[Point-based annotation data]
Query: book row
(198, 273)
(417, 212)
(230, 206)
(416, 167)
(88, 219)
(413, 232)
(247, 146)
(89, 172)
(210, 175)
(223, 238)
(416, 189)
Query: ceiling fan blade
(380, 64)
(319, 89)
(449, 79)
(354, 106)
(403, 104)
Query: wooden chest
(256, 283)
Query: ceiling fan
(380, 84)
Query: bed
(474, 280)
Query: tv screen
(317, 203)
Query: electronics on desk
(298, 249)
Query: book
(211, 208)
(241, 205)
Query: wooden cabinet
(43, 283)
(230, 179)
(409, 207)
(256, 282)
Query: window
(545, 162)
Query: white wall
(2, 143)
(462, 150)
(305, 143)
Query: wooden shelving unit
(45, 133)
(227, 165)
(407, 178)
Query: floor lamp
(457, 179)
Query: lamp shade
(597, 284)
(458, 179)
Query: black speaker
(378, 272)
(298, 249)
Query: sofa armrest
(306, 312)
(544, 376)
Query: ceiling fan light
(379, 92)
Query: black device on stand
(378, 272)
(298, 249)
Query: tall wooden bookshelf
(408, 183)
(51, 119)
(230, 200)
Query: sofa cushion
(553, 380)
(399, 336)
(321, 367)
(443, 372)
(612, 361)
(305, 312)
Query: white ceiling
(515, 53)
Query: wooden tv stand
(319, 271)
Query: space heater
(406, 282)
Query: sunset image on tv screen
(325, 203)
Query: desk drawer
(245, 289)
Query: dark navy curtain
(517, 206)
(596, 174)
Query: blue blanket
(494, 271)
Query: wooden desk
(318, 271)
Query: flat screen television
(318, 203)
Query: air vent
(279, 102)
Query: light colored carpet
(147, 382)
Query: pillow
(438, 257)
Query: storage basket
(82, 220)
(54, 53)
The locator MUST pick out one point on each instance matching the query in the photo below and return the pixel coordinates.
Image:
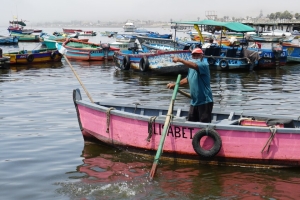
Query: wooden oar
(166, 128)
(87, 93)
(184, 93)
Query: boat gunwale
(176, 121)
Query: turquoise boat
(86, 51)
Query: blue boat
(165, 44)
(158, 62)
(7, 40)
(238, 57)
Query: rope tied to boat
(273, 130)
(150, 127)
(108, 118)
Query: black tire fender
(211, 60)
(223, 64)
(30, 57)
(144, 64)
(203, 152)
(126, 62)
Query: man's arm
(189, 64)
(182, 82)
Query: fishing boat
(158, 35)
(232, 138)
(293, 51)
(87, 51)
(51, 43)
(70, 30)
(26, 37)
(34, 56)
(125, 38)
(87, 33)
(4, 61)
(8, 40)
(237, 55)
(268, 38)
(129, 27)
(165, 44)
(158, 62)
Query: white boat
(129, 27)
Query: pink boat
(232, 138)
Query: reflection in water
(108, 173)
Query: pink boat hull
(237, 146)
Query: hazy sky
(122, 10)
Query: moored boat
(159, 62)
(129, 27)
(8, 40)
(87, 33)
(34, 56)
(4, 61)
(293, 51)
(51, 44)
(233, 138)
(87, 51)
(26, 37)
(71, 30)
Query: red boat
(67, 30)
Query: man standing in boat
(198, 79)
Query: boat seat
(208, 51)
(227, 122)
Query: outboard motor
(277, 53)
(105, 48)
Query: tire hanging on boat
(223, 64)
(203, 153)
(30, 58)
(211, 61)
(144, 64)
(126, 63)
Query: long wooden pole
(87, 93)
(166, 128)
(184, 93)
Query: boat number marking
(175, 131)
(96, 52)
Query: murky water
(43, 155)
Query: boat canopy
(233, 26)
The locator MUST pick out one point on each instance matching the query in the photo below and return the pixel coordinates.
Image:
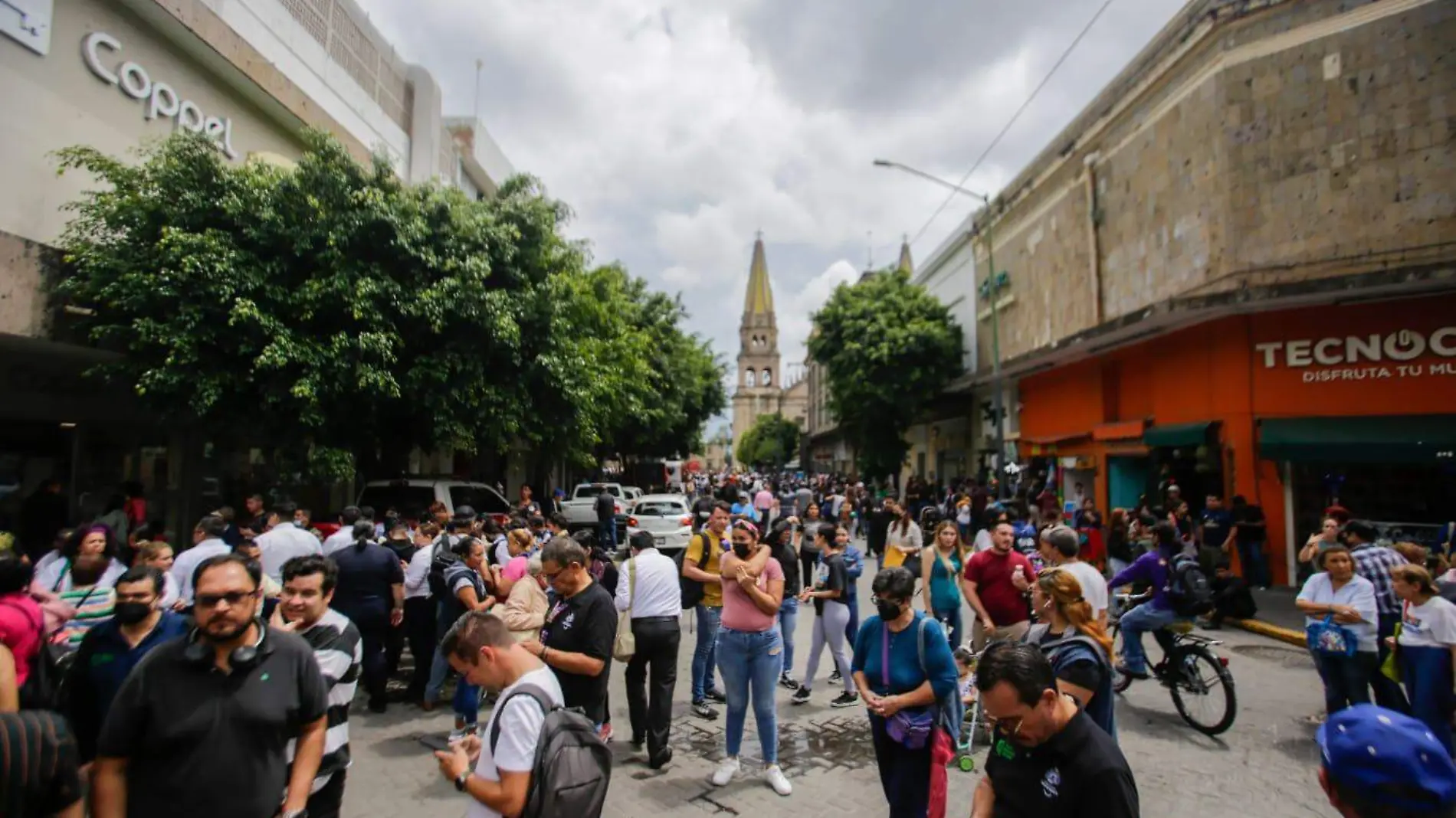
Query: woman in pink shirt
(750, 651)
(21, 628)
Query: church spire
(760, 296)
(906, 263)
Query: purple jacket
(1150, 568)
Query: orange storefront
(1286, 408)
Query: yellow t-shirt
(713, 591)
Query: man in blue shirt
(113, 648)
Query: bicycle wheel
(1120, 680)
(1203, 690)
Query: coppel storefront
(1294, 409)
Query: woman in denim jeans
(750, 654)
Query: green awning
(1398, 438)
(1179, 434)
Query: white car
(667, 517)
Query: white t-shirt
(520, 731)
(1359, 594)
(1094, 585)
(1431, 625)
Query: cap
(1386, 757)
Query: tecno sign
(1360, 357)
(159, 98)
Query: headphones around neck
(242, 658)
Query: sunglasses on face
(232, 598)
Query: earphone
(242, 658)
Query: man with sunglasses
(1048, 756)
(203, 725)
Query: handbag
(910, 727)
(1330, 640)
(625, 645)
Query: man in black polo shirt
(580, 629)
(1048, 757)
(202, 725)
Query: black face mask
(131, 614)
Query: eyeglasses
(233, 598)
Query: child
(966, 669)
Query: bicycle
(1192, 672)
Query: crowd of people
(271, 629)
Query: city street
(1264, 766)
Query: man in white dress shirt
(648, 585)
(284, 540)
(207, 542)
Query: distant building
(762, 384)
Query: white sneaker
(775, 776)
(726, 772)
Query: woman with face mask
(750, 653)
(1075, 643)
(830, 594)
(893, 680)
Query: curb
(1271, 630)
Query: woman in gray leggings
(830, 593)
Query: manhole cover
(1286, 657)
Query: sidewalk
(1277, 616)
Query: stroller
(973, 724)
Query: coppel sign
(158, 98)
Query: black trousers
(328, 801)
(651, 706)
(420, 629)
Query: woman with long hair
(904, 542)
(943, 565)
(1427, 649)
(1075, 643)
(372, 594)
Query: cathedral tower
(759, 371)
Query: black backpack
(692, 590)
(1189, 587)
(572, 766)
(44, 686)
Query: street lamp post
(989, 289)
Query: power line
(1012, 121)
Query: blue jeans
(752, 666)
(1427, 672)
(949, 617)
(1255, 571)
(1135, 623)
(705, 656)
(788, 617)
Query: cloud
(676, 129)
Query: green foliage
(771, 443)
(333, 310)
(887, 348)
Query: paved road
(1263, 766)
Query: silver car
(667, 517)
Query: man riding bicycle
(1153, 568)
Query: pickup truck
(582, 507)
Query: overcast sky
(677, 129)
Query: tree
(887, 350)
(344, 316)
(771, 443)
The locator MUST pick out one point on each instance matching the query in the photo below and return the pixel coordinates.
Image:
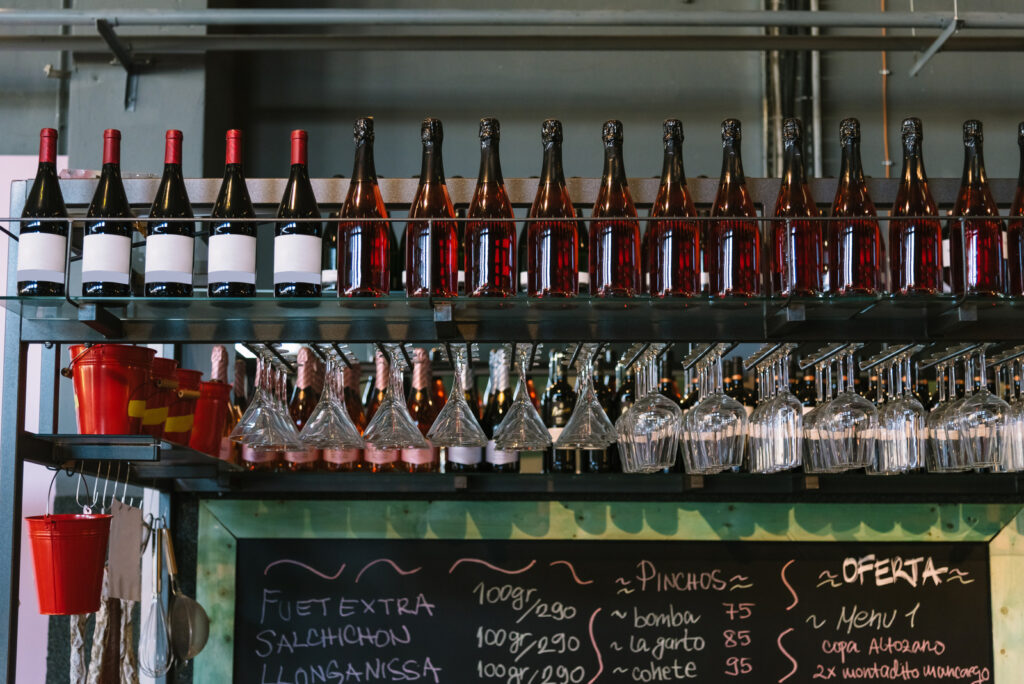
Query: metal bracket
(101, 319)
(933, 49)
(123, 55)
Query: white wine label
(105, 259)
(465, 455)
(232, 259)
(169, 258)
(41, 257)
(498, 457)
(297, 259)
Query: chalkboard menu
(582, 611)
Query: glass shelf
(330, 318)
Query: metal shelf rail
(53, 323)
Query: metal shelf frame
(177, 469)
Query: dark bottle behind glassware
(553, 250)
(601, 460)
(232, 245)
(975, 244)
(364, 248)
(914, 244)
(298, 247)
(1015, 230)
(855, 249)
(489, 248)
(431, 251)
(614, 244)
(499, 404)
(672, 247)
(797, 253)
(169, 245)
(43, 245)
(107, 247)
(733, 247)
(556, 408)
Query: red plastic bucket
(162, 393)
(211, 415)
(181, 412)
(111, 382)
(69, 552)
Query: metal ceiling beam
(590, 17)
(340, 43)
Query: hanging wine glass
(648, 431)
(330, 426)
(818, 458)
(589, 426)
(456, 425)
(521, 429)
(265, 426)
(901, 424)
(392, 427)
(1013, 435)
(718, 426)
(848, 425)
(981, 420)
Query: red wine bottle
(551, 246)
(733, 252)
(169, 244)
(915, 243)
(798, 257)
(673, 244)
(232, 245)
(431, 248)
(42, 245)
(298, 247)
(975, 243)
(364, 247)
(107, 247)
(491, 244)
(854, 244)
(614, 244)
(1015, 231)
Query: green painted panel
(761, 521)
(215, 591)
(1006, 554)
(221, 522)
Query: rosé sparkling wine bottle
(491, 252)
(915, 243)
(673, 244)
(797, 256)
(431, 247)
(364, 247)
(975, 242)
(552, 246)
(733, 252)
(855, 243)
(614, 240)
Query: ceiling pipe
(192, 44)
(590, 17)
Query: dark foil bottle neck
(433, 168)
(851, 169)
(672, 166)
(491, 165)
(793, 164)
(551, 171)
(732, 164)
(974, 163)
(614, 169)
(364, 168)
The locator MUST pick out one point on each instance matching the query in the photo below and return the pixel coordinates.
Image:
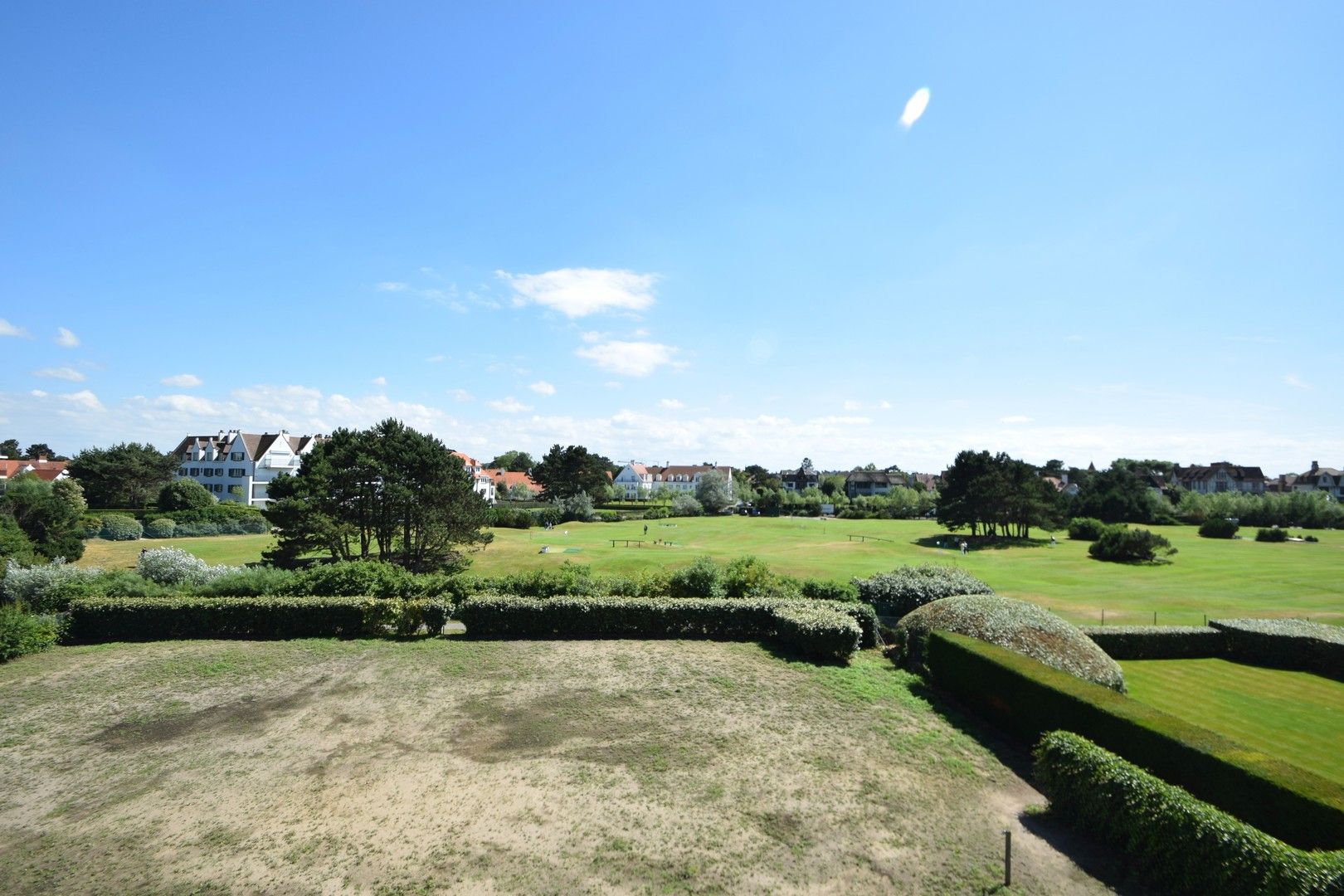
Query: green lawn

▶ **WHAT IS ASKED**:
Retype exactly, please, the span from the line holding "Query: red plastic bucket" through the closing line of the data, both ends included, without the pictures.

▶ **PROBLEM SOLUTION**:
Query: red plastic bucket
(162, 393)
(211, 415)
(181, 412)
(111, 382)
(69, 552)
Query: metal ceiling beam
(590, 17)
(340, 43)
Query: hanging wine glass
(648, 431)
(330, 426)
(818, 458)
(589, 426)
(456, 425)
(521, 429)
(265, 426)
(901, 424)
(392, 427)
(1013, 435)
(718, 426)
(848, 425)
(981, 420)
Query: red wine bottle
(551, 246)
(733, 252)
(169, 244)
(915, 243)
(798, 257)
(673, 244)
(232, 245)
(431, 248)
(42, 245)
(298, 247)
(975, 243)
(364, 247)
(107, 247)
(491, 244)
(854, 244)
(614, 244)
(1015, 231)
Query: green painted panel
(761, 521)
(215, 591)
(1006, 554)
(221, 522)
Query: rosé sparkling wine bottle
(491, 252)
(915, 243)
(673, 244)
(797, 256)
(431, 247)
(364, 247)
(975, 242)
(552, 246)
(733, 252)
(855, 243)
(614, 240)
Query: ceiling pipe
(192, 44)
(590, 17)
Query: dark foil bottle neck
(433, 168)
(851, 169)
(672, 166)
(491, 165)
(793, 164)
(551, 171)
(732, 164)
(974, 163)
(614, 169)
(364, 168)
The locator MUST pick out one point on each instance matching the query in the photo below and return the pixel coordinates.
Image:
Query: green lawn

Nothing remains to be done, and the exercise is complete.